[[ Text segment open ]]

In truth, it gets more complicated because even “The Northern Aggressors” (a termed that the Confederates like to use), even those damned Yankees are not entirely innocent.
Watch the documentary “Traces of the Trade” about the Dutch Slave Trading family (De Wolfe) who were the largest slave traders for a few hundred years in the Americas. That family supported Thomas Jefferson in his run for the Presidency IF Jefferson would later allow the De Wolf family to pick the “Port Master” so that they could continue to run slaves through the northern ports, which had been made illegal by the time of Jefferson.
And the north made a lot of money on the slave trade too, despite thinking it a dangerous and even morally wrong economy.
Women in most cultures have suffered bigotries, and women have also perpetrated bigotries, and some women fought to end bigotries, most often fighting those bigotries with like-minded men. Yeah, it gets complicated.
It’s hard to look into the mirror of history, lest you find that your own bigotries (that often paint your own lineage as mostly perfect) reveals the expanded stories of the reality that nearly everyone has ancestors who are guilty, even if it was just that some of our ancestors did not speak out against bigotries when they could.
I know I have guilty ancestors as well as ancestors who were victims of several bigotries.
So…I guess I’ll be paying myself reparations for the harm I suffered, but I can’t afford it due to past bigotries! Ahhhh!
Not knowing the details of this repealed rule makes it hard to assess it, but I do know that there are often way too many rules written, while the main laws are ignored.

[[ Text segment closed ]]

- _Exercise requirements_: In the passage on the slave trade, which post did the slave-trading family want Jefferson to let them pick in return for their support? Answer from the passage on the slave trade alone.

[[ Provided material open ]]

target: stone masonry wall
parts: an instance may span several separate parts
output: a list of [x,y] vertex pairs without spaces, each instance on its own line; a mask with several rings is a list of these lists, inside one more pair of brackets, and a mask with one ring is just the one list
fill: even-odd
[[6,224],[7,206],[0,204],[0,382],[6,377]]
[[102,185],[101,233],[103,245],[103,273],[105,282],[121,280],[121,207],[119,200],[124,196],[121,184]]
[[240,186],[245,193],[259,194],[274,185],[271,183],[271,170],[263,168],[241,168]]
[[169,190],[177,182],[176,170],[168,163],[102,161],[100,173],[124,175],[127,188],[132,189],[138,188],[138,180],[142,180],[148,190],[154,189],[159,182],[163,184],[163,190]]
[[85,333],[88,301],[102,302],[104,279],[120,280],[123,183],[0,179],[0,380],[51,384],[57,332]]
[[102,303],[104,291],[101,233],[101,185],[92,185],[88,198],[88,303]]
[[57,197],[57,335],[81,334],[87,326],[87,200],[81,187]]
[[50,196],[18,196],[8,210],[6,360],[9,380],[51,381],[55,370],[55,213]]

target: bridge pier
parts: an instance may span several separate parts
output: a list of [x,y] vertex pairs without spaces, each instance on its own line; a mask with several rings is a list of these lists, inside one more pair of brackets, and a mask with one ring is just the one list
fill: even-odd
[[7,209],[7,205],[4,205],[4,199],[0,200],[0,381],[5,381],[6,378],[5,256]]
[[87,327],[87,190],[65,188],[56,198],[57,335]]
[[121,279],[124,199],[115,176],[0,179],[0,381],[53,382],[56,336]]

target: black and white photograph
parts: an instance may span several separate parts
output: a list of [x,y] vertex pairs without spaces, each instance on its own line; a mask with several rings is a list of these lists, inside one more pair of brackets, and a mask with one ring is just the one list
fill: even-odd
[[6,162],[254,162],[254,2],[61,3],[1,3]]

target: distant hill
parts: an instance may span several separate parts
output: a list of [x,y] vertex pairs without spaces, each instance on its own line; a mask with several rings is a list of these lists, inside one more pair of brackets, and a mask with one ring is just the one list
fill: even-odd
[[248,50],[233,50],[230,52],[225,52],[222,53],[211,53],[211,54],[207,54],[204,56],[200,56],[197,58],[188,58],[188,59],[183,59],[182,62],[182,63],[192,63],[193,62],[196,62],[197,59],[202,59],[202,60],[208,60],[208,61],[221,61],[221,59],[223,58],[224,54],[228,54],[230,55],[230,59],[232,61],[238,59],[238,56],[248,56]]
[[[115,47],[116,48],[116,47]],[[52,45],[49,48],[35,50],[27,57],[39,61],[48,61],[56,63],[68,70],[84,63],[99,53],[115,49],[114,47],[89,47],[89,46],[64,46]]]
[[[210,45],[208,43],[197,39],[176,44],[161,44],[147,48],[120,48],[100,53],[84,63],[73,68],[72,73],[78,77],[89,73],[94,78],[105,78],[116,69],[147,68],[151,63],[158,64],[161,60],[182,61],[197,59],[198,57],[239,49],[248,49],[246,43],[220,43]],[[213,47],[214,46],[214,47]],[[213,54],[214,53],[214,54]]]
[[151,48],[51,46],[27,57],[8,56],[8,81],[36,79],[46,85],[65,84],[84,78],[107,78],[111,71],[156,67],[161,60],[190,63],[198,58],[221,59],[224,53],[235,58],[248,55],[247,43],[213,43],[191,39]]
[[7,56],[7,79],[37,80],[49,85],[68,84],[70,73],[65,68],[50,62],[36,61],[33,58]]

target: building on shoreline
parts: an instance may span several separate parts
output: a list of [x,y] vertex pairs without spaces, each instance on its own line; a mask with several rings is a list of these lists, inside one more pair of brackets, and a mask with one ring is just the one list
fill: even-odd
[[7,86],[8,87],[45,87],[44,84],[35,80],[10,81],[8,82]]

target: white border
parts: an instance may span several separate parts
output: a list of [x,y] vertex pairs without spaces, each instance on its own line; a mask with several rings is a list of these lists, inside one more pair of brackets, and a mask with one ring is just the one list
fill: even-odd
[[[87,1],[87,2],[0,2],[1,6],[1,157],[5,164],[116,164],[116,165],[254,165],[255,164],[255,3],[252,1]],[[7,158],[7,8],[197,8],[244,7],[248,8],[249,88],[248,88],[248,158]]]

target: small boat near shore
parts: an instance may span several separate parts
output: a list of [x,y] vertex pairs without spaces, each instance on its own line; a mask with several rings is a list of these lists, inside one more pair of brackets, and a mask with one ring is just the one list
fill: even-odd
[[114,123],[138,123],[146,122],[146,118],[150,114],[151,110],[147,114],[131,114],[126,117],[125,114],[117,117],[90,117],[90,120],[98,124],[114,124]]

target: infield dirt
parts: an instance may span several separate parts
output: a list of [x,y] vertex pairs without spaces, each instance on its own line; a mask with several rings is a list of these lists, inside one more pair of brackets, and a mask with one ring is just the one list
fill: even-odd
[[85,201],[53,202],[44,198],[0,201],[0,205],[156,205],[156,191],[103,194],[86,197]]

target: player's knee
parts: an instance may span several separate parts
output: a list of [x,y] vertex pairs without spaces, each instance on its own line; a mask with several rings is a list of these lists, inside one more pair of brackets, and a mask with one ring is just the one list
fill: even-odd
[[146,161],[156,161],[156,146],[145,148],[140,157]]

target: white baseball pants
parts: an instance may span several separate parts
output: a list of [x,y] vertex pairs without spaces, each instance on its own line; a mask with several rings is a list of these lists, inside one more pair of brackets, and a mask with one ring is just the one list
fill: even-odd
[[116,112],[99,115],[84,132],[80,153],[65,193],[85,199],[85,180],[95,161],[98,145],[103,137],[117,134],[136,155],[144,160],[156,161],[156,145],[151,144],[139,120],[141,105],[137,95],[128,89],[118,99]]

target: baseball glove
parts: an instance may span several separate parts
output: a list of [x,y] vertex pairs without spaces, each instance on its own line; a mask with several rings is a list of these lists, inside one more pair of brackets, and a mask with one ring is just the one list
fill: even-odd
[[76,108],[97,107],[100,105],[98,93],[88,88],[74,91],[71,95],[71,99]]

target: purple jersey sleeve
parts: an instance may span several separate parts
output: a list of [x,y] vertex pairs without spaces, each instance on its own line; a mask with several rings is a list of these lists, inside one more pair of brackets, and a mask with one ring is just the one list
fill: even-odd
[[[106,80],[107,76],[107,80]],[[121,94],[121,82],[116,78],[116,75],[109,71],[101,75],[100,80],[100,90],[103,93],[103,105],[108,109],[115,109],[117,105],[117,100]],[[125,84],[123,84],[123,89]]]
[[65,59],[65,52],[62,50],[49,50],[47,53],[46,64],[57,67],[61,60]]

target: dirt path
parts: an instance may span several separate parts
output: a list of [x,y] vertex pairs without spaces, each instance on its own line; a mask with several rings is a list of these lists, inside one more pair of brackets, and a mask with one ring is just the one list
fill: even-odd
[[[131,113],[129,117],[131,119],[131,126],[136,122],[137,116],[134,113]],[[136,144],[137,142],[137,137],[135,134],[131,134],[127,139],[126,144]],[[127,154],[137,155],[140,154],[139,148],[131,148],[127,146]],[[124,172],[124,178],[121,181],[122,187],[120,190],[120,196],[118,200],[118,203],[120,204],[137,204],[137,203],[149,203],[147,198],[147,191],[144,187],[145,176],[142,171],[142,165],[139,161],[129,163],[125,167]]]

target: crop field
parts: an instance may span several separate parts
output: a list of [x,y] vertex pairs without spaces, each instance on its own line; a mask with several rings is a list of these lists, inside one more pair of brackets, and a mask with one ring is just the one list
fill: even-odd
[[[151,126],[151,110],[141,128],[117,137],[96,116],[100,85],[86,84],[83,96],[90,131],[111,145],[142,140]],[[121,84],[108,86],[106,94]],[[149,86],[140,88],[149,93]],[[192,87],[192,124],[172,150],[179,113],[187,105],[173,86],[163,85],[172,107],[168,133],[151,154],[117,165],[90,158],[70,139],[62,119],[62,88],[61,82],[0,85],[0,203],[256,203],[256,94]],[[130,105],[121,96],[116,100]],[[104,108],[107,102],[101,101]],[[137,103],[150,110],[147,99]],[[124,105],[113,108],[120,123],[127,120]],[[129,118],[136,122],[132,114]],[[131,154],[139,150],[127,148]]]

[[ Provided material closed ]]

- _Solution to this task_: The "Port Master."